Action item>
Copy the climate coaching passage between "When we teach" and "forms of coaching?", inclusive, and replace "coaching skills" with "communication skills".

Selected extract>
━━━━━━━━━━━━━━━━━━━━

In one of our training programs, we teach people how to connect something somebody already cares about to the climate crisis because it is the umbrella issue. All of life lives underneath the skies. So, if you care about health and well-being, for example, then there is a direct connection. From the North American wildfires, for example, to flooding in the United Kingdom, there is a direct impact on people’s health. Even if you are not directly affected, the stress of the event impacts the health and livelihoods of a whole town as people are without internet and power, which directly influences people’s well-being.

When we teach people coaching skills, we teach people how to engage on a human level, listen well, and ask questions that are not about fixing somebody. But to show you care about them, you respect them. We go through how to overcome differences in a way that says, ‘I really care about your views.’”

Charly Cox

How does Climate Change Coaching differ from other forms of coaching?

━━━━━━━━━━━━━━━━━━━━

Available data>

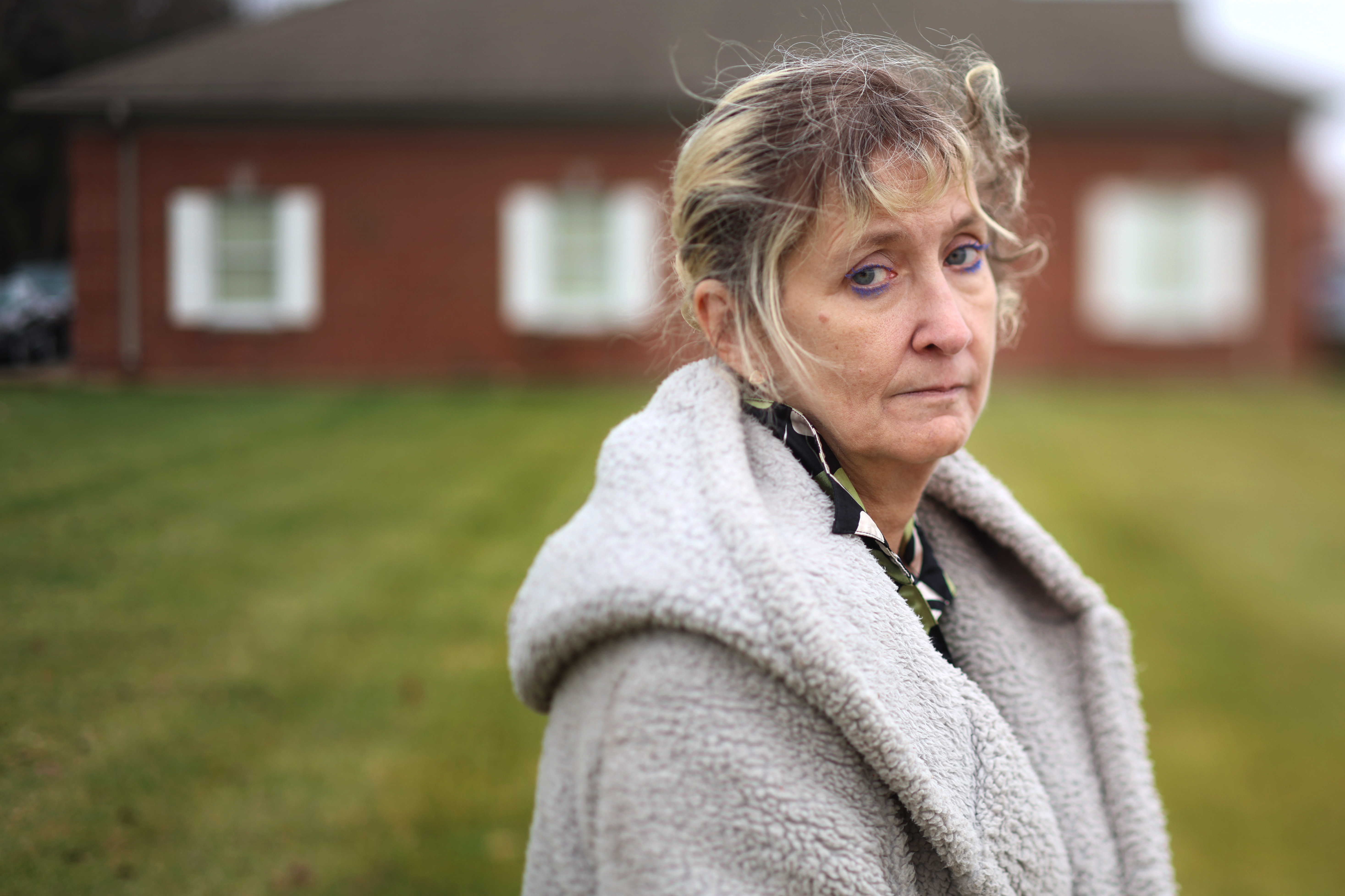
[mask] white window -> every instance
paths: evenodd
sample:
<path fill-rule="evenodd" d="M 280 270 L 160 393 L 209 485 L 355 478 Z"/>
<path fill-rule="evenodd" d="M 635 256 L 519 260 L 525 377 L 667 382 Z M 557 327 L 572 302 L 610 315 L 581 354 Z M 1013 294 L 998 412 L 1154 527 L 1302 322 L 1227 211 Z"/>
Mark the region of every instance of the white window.
<path fill-rule="evenodd" d="M 1079 215 L 1080 313 L 1123 343 L 1245 337 L 1262 305 L 1256 199 L 1229 177 L 1110 177 Z"/>
<path fill-rule="evenodd" d="M 317 193 L 179 189 L 168 199 L 168 316 L 184 328 L 303 329 L 320 310 Z"/>
<path fill-rule="evenodd" d="M 516 185 L 500 203 L 504 321 L 551 336 L 640 329 L 656 292 L 656 227 L 643 184 Z"/>

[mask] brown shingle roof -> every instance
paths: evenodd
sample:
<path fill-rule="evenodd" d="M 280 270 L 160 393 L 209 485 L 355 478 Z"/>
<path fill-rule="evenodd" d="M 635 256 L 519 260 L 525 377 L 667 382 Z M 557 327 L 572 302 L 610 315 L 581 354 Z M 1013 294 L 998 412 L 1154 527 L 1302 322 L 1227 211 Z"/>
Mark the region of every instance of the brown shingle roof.
<path fill-rule="evenodd" d="M 861 4 L 854 4 L 859 7 Z M 1283 126 L 1298 101 L 1212 71 L 1171 3 L 896 0 L 854 31 L 974 36 L 1029 121 Z M 227 26 L 30 87 L 31 111 L 148 117 L 582 120 L 685 116 L 757 51 L 842 24 L 810 0 L 344 0 Z"/>

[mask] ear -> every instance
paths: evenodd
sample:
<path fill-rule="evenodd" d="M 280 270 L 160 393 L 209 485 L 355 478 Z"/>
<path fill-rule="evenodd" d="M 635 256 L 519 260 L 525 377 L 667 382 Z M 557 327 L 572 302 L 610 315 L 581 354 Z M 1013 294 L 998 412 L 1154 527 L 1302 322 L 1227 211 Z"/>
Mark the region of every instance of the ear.
<path fill-rule="evenodd" d="M 718 279 L 702 279 L 691 293 L 691 306 L 695 309 L 695 321 L 714 353 L 738 376 L 746 377 L 748 364 L 742 347 L 738 345 L 737 328 L 733 325 L 736 304 L 729 287 Z"/>

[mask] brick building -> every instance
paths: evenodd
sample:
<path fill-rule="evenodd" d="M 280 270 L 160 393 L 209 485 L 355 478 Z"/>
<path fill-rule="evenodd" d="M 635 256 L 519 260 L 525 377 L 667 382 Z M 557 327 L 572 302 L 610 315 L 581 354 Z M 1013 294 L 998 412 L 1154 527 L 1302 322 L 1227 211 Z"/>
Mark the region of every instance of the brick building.
<path fill-rule="evenodd" d="M 39 85 L 70 120 L 75 363 L 151 376 L 652 372 L 658 196 L 716 70 L 816 35 L 779 0 L 344 0 Z M 870 20 L 872 19 L 872 20 Z M 1321 210 L 1294 98 L 1205 69 L 1167 3 L 894 0 L 972 35 L 1033 134 L 1052 261 L 1001 364 L 1283 371 Z"/>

━━━━━━━━━━━━━━━━━━━━

Your response>
When we teach people communication skills, we teach people how to engage on a human level, listen well, and ask questions that are not about fixing somebody. But to show you care about them, you respect them. We go through how to overcome differences in a way that says, ‘I really care about your views.’”

Charly Cox

How does Climate Change Coaching differ from other forms of coaching?